Registros contenidos en un conjunto de datos:
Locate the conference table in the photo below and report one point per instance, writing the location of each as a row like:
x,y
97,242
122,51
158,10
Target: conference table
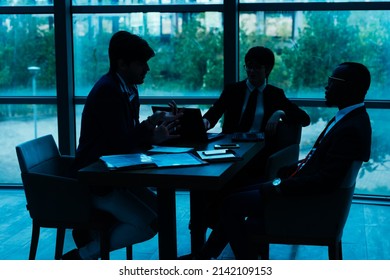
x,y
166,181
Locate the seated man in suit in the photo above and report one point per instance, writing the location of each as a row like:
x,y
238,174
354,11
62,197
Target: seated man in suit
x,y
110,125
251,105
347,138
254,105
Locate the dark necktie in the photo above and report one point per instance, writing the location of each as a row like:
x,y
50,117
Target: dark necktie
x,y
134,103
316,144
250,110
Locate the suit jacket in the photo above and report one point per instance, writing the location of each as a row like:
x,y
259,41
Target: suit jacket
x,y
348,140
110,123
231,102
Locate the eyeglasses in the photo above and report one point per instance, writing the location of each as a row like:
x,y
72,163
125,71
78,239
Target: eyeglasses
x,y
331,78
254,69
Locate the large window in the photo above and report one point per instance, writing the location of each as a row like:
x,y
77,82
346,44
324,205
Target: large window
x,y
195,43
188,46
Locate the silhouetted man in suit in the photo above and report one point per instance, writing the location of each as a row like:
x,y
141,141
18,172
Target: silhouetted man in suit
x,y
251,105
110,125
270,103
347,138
==
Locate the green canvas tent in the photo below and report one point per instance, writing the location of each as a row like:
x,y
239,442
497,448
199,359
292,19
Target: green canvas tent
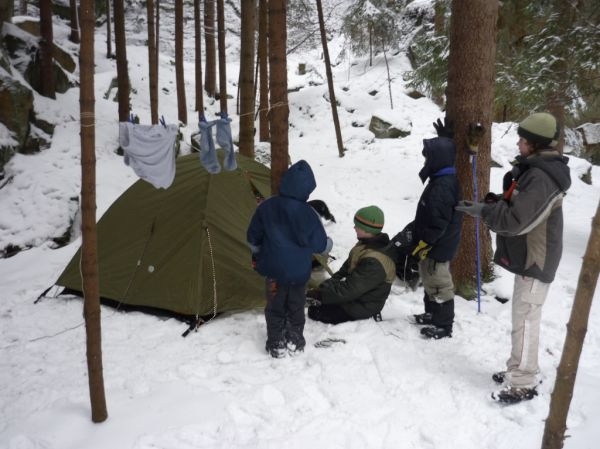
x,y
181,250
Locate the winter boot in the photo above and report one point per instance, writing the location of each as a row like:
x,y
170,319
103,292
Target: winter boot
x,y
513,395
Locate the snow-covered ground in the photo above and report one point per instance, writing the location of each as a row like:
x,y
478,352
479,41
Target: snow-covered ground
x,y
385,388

(Lo que se pide): Enumera, copiándolas completas, todas las filas que contienen la palabra "boot".

(La respuesta):
Locate the winter boot in the photo above and report one point per instance, writing the location of each as a row like:
Target: winter boot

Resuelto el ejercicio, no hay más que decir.